Description of the task - Print all of the data exactly as written.
········
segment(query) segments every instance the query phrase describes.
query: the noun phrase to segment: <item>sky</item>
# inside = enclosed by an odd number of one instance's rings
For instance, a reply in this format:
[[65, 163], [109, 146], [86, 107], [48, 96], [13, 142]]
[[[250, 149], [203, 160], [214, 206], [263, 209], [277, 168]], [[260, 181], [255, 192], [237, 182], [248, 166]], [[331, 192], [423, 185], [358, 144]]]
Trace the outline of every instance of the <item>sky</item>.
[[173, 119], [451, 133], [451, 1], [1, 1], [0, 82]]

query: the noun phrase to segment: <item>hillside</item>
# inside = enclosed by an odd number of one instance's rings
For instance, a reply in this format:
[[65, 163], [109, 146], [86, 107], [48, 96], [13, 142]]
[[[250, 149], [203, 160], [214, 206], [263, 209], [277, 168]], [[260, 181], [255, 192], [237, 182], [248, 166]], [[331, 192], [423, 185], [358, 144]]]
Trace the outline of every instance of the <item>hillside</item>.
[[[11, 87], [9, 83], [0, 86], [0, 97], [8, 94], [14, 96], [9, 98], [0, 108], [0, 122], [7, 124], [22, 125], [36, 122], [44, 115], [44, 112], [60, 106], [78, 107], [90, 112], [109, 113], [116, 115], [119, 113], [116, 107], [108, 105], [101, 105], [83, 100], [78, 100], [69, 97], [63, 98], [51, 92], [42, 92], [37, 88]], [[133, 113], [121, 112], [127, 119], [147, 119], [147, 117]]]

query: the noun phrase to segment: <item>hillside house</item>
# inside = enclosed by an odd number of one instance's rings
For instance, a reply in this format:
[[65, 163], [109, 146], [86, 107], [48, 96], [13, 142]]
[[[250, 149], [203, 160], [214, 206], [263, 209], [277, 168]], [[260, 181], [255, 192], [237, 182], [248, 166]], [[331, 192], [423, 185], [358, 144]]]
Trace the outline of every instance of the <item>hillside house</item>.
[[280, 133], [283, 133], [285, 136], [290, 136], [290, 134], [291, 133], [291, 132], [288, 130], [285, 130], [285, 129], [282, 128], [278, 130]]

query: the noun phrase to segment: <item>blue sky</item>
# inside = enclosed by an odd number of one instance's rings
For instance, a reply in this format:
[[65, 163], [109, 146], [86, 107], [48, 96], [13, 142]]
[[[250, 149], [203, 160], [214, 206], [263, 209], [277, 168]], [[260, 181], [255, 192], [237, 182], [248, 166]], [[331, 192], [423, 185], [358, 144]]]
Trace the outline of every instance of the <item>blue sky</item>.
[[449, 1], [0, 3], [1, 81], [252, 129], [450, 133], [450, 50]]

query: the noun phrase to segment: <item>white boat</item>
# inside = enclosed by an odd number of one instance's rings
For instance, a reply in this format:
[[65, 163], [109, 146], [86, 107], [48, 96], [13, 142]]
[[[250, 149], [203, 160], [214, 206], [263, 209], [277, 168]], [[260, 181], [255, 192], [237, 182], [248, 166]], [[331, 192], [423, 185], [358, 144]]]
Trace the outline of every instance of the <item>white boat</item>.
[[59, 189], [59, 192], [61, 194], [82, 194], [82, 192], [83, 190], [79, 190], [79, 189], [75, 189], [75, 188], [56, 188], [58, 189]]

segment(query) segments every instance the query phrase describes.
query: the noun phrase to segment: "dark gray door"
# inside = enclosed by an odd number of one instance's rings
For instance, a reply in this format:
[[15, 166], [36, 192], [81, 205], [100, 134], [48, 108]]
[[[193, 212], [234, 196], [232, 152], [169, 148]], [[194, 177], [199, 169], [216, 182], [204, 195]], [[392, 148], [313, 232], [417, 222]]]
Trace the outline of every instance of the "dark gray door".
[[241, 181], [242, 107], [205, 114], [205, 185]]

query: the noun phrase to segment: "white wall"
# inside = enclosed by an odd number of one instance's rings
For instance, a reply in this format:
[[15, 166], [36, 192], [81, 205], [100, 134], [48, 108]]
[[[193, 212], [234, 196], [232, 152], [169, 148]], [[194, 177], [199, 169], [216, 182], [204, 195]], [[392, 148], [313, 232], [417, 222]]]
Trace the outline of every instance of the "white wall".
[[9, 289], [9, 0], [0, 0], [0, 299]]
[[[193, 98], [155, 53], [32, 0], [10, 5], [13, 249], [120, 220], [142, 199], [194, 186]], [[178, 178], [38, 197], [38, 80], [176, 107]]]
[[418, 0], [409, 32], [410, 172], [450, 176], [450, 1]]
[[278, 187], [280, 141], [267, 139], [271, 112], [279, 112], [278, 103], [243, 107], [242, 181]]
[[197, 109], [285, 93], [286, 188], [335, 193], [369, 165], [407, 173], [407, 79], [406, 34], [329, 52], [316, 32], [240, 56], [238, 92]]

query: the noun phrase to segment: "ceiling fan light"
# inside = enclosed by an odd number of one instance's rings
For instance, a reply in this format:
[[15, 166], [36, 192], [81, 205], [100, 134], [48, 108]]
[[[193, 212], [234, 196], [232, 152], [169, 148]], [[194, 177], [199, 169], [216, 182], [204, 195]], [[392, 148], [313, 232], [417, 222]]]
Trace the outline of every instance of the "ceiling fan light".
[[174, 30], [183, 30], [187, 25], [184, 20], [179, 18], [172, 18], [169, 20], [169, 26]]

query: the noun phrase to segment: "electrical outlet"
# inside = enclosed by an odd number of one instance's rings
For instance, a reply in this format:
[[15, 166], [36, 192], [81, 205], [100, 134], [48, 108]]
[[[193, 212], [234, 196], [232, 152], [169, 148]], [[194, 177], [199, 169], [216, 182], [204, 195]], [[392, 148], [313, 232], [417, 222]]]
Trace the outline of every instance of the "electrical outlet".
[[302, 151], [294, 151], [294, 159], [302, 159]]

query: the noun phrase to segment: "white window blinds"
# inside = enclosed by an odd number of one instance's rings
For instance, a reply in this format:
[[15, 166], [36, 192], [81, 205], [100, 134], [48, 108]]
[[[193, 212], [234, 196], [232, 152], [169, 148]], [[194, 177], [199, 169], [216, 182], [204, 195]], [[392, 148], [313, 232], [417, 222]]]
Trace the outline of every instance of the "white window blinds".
········
Output below -
segment(query) segments every instance the query phrase describes.
query: the noun phrase to segment: <item>sky</item>
# inside = enclosed by an odd number of one instance's rings
For instance, a reply in this format:
[[65, 163], [109, 146], [86, 107], [48, 96], [13, 142]]
[[[250, 149], [203, 160], [214, 206], [263, 209], [277, 168]], [[260, 181], [255, 192], [237, 182], [248, 166]], [[331, 192], [423, 185], [358, 144]]]
Trace the outline of every instance of the <item>sky</item>.
[[173, 119], [451, 133], [451, 1], [1, 1], [0, 82]]

query: the noun phrase to segment: <item>hillside</item>
# inside = enclosed by an odd number of one instance's rings
For instance, a reply in this format:
[[65, 163], [109, 146], [86, 107], [48, 96], [13, 142]]
[[[250, 149], [203, 160], [214, 206], [263, 209], [277, 168]], [[260, 181], [255, 192], [237, 182], [248, 166]], [[331, 192], [423, 185], [358, 144]]]
Trace the outline of every instance of the <item>hillside</item>.
[[[11, 87], [9, 83], [0, 86], [0, 97], [8, 94], [14, 96], [9, 98], [0, 108], [0, 122], [7, 124], [22, 125], [36, 122], [44, 115], [44, 112], [60, 106], [78, 107], [90, 112], [109, 113], [116, 115], [119, 113], [116, 107], [108, 105], [101, 105], [83, 100], [78, 100], [69, 97], [63, 98], [51, 92], [42, 92], [37, 88]], [[133, 113], [121, 112], [127, 119], [147, 119], [147, 117]]]

query: the noun phrase to segment: <item>hillside house</item>
# inside = enclosed by an odd number of one instance's rings
For instance, a reply in this format:
[[65, 163], [109, 146], [86, 107], [48, 96], [13, 142]]
[[[250, 149], [203, 160], [214, 206], [263, 209], [277, 168]], [[260, 181], [255, 192], [237, 182], [248, 166]], [[331, 192], [423, 185], [358, 144]]]
Trace the outline of every instance of the <item>hillside house</item>.
[[280, 133], [283, 133], [285, 136], [290, 136], [290, 134], [291, 133], [291, 132], [288, 130], [285, 130], [285, 129], [282, 128], [278, 130]]

query: the noun phrase to segment: <item>blue sky</item>
# inside = enclosed by an odd number of one instance's rings
For instance, a reply in this format:
[[65, 163], [109, 146], [86, 107], [48, 96], [13, 142]]
[[[250, 149], [203, 160], [214, 206], [263, 209], [277, 168]], [[260, 181], [255, 192], [237, 182], [248, 166]], [[331, 192], [423, 185], [358, 144]]]
Trace the outline of every instance of the <item>blue sky</item>.
[[449, 1], [0, 3], [1, 81], [252, 129], [450, 133], [450, 50]]

query: the noun phrase to segment: <item>white boat</item>
# inside = enclosed by an odd number of one instance's rings
For instance, a reply in this format:
[[65, 163], [109, 146], [86, 107], [48, 96], [13, 142]]
[[[250, 149], [203, 160], [214, 206], [263, 209], [277, 168]], [[260, 181], [255, 192], [237, 182], [248, 166]], [[331, 192], [423, 185], [358, 144]]]
Trace the outline of every instance of the <item>white boat</item>.
[[59, 189], [59, 192], [61, 194], [82, 194], [82, 192], [83, 190], [79, 190], [79, 189], [75, 189], [75, 188], [56, 188], [58, 189]]

segment(query) segments every instance the query phrase describes.
query: the noun phrase to segment: "dark gray door"
# inside = enclosed by an odd number of one instance's rings
For instance, a reply in this format:
[[15, 166], [36, 192], [81, 205], [100, 134], [48, 108]]
[[[193, 212], [234, 196], [232, 152], [169, 148]], [[194, 177], [199, 169], [216, 182], [204, 195]], [[392, 148], [313, 232], [417, 222]]]
Trace the outline of every instance of the "dark gray door".
[[241, 181], [242, 107], [205, 114], [205, 185]]

query: the noun phrase to segment: "white wall"
# inside = enclosed by an odd number of one instance's rings
For instance, a reply in this format:
[[15, 166], [36, 192], [81, 205], [100, 134], [48, 108]]
[[[193, 212], [234, 196], [232, 152], [169, 148]], [[194, 177], [199, 169], [216, 182], [204, 195]], [[392, 148], [313, 232], [417, 222]]]
Trace the outline of every instance of the "white wall".
[[9, 289], [9, 0], [0, 0], [0, 299]]
[[[193, 98], [155, 53], [32, 0], [10, 5], [13, 249], [120, 220], [142, 199], [194, 186]], [[178, 178], [38, 197], [38, 80], [176, 107]]]
[[418, 0], [409, 32], [410, 172], [450, 176], [450, 1]]
[[278, 187], [280, 141], [267, 139], [271, 112], [279, 112], [278, 103], [243, 107], [242, 181]]
[[197, 109], [285, 93], [286, 188], [335, 193], [369, 165], [407, 173], [407, 79], [406, 34], [329, 52], [316, 32], [240, 56], [238, 92]]

query: the noun phrase to segment: "ceiling fan light"
# inside = enclosed by an odd number of one instance's rings
For instance, a reply in this format:
[[15, 166], [36, 192], [81, 205], [100, 134], [48, 108]]
[[[193, 212], [234, 196], [232, 152], [169, 148]], [[194, 177], [199, 169], [216, 182], [204, 195]], [[392, 148], [313, 232], [417, 222]]]
Trace the outline of every instance of the "ceiling fan light".
[[174, 30], [183, 30], [187, 25], [184, 20], [179, 18], [172, 18], [169, 20], [169, 26]]

query: the noun phrase to segment: "electrical outlet"
# inside = enclosed by an odd number of one instance's rings
For instance, a reply in this format:
[[15, 166], [36, 192], [81, 205], [100, 134], [48, 108]]
[[[193, 212], [234, 196], [232, 152], [169, 148]], [[194, 177], [199, 169], [216, 182], [204, 195]], [[392, 148], [313, 232], [417, 222]]]
Trace the outline of every instance of the "electrical outlet".
[[302, 151], [294, 151], [294, 159], [302, 159]]

query: the noun phrase to segment: "white window blinds"
# inside = enclosed by an odd number of one instance's rings
For instance, a reply in this format:
[[15, 166], [36, 192], [81, 205], [100, 134], [48, 108]]
[[[193, 212], [234, 196], [232, 152], [169, 148]], [[194, 177], [199, 169], [216, 182], [204, 195]], [[392, 148], [313, 232], [417, 222]]]
Trace the outline of every instance of the "white window blinds".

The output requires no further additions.